▶ **Requirement**: Please copy every line of the records below word for word, leaving the pictures out.

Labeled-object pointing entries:
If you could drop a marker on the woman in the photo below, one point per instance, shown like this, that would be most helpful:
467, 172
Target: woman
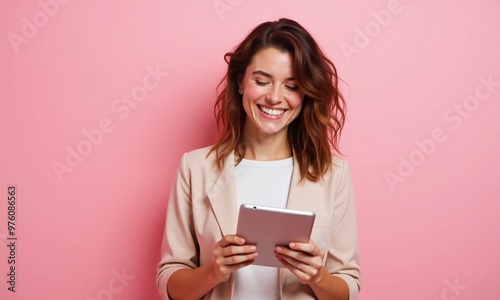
280, 116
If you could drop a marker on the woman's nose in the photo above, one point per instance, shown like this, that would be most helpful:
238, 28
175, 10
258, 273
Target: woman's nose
275, 95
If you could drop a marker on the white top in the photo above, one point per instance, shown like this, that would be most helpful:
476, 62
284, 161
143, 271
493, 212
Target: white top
261, 183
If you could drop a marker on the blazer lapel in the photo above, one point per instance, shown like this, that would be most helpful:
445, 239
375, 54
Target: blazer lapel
222, 197
298, 193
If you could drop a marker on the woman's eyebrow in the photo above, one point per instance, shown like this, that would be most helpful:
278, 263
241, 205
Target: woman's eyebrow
265, 74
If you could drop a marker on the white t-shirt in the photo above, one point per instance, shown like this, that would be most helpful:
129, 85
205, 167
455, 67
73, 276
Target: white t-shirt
262, 183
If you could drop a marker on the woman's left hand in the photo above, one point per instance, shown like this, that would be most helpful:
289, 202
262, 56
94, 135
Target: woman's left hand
304, 260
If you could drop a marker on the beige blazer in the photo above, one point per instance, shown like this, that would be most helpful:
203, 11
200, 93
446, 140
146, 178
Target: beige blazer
202, 209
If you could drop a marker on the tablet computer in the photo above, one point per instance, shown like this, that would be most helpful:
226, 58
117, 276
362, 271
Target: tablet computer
267, 227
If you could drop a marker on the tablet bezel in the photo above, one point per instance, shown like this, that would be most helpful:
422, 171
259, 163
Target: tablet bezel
267, 227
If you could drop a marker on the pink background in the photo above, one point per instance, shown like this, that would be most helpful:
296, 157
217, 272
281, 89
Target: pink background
422, 138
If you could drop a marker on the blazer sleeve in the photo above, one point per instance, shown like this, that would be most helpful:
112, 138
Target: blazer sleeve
179, 246
344, 254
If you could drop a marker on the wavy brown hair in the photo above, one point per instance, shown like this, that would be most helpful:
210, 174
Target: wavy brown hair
316, 130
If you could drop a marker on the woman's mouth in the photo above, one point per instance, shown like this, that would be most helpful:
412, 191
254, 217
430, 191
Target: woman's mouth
271, 112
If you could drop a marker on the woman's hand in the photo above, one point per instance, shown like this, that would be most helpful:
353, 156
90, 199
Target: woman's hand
231, 254
304, 260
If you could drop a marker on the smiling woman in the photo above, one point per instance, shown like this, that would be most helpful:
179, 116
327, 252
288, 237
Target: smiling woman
279, 115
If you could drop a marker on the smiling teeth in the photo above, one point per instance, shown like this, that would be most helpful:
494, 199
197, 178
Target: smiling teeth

▶ **Solution**:
If you could drop a marker on the woman in the photo below, one point per instance, shown like this, that would be most helpful:
467, 172
Target: woman
280, 116
If you could drop a marker on the woman's nose in the photo above, one point per instance, shown like this, that would be most helpful:
238, 28
175, 10
258, 273
Target: woman's nose
275, 95
If you could drop a marker on the white top in the photo above, one point per instance, shown like this, that would be most helpful:
476, 62
284, 161
143, 271
493, 212
Target: white top
261, 183
If you could drop a marker on the blazer lapel in the photo above, one point per instance, shown like this, that would be most helpful:
445, 239
375, 54
Target: blazer lapel
222, 197
298, 193
If you could drop a marker on the woman's eyebrow in the photo above, one point per instance, shown like this, that would be most helpful:
278, 263
241, 205
Target: woman's eyebrow
265, 74
If you could drop a marker on the white t-shirt in the photo above, one point per instance, shown like this, that would be most helpful:
129, 85
205, 167
455, 67
73, 276
Target: white t-shirt
262, 183
If you could drop a marker on the woman's left hand in the photo above, one point per instance, shown like this, that would be most helpful:
289, 202
262, 56
94, 135
Target: woman's left hand
304, 260
If you could drop a marker on the beige blazer in the photo above, one point per instance, shown like this, that would be most helpful:
203, 11
200, 93
446, 140
146, 178
Target: beige blazer
202, 209
If you could drop a marker on the tablet computer in the photo above, one point per instance, shown like this, that would be most helpful:
226, 58
117, 276
362, 271
Target: tablet computer
267, 227
If you could drop a marker on the tablet bezel in the photo above, one point per instance, shown like this, that would be most helpful:
422, 171
259, 163
Target: tablet bezel
267, 227
If you could drop a marker on the pink background in the photo above, one point per instance, shown like this, that would be most helpful:
296, 157
217, 272
281, 89
Target: pink background
422, 138
If you could drop a marker on the blazer sleeve in the photo above, one point per instance, shown like this, that would be most helpful:
112, 138
Target: blazer sleeve
179, 246
344, 254
If you could drop a marker on the wavy brown hair in the photo above, one point per instance, shown like this, that would be most helpful:
210, 174
Target: wavy brown hair
316, 130
If you could drop a marker on the woman's mouth in the photo above, one point per instance, shown like this, that would be most helpful:
412, 191
254, 217
430, 191
Target: woman's mouth
271, 112
If you could drop a marker on the woman's hand in the photo above, one point per instance, shown like this, that would be most helpful:
353, 156
90, 199
Target: woman's hand
231, 254
304, 260
If you could drop a marker on the smiling woman in the photo above, one point per instance, shown like this, that would be most helpful:
179, 116
327, 252
288, 237
Target: smiling woman
279, 115
If you could drop a marker on the smiling teeth in the photo above, one point per instance, shown like this, that would be most helpful:
494, 199
197, 178
Target: smiling teeth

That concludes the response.